Directions for this task: Where does the string "white" occur in the entries below? Copy every line where it does.

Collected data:
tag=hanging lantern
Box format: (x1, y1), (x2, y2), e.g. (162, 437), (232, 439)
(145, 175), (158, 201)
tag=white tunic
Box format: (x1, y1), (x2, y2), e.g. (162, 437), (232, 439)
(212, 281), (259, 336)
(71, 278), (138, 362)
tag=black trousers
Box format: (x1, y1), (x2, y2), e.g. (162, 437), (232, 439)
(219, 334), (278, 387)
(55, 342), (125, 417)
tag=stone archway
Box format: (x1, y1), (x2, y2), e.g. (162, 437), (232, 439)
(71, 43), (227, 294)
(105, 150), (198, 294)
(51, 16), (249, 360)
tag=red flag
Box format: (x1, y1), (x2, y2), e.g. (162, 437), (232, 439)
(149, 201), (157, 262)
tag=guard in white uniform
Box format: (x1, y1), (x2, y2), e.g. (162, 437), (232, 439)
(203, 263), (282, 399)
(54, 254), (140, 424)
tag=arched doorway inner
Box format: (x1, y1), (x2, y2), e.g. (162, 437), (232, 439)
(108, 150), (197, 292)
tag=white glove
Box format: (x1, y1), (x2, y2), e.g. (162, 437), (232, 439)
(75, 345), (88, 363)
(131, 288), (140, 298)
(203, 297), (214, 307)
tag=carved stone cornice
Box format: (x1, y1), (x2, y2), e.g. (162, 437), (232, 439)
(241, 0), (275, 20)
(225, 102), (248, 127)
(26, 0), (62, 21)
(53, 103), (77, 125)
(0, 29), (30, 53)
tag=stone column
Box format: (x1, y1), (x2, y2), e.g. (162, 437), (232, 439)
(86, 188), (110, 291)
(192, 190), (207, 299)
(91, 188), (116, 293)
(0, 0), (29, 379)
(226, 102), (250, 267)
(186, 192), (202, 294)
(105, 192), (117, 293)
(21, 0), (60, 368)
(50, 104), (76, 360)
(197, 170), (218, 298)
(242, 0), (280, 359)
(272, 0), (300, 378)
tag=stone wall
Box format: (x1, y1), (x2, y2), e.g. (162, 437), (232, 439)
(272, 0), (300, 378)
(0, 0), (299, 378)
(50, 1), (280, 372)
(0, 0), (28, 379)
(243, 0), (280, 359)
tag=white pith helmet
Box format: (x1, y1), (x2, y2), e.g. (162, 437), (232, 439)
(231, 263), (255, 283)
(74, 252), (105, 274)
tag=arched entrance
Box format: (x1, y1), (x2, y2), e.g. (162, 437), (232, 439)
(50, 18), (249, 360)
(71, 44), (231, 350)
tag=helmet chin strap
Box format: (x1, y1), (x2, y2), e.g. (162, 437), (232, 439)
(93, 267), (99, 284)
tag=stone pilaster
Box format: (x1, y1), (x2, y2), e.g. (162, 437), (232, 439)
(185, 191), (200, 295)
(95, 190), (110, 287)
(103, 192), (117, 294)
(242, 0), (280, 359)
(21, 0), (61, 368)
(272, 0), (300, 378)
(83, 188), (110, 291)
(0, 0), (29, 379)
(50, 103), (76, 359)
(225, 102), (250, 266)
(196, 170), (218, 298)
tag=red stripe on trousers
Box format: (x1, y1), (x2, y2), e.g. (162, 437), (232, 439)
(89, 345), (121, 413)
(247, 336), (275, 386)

Completed task:
tag=white tunic
tag=guard in white uniform
tag=white glove
tag=white pith helmet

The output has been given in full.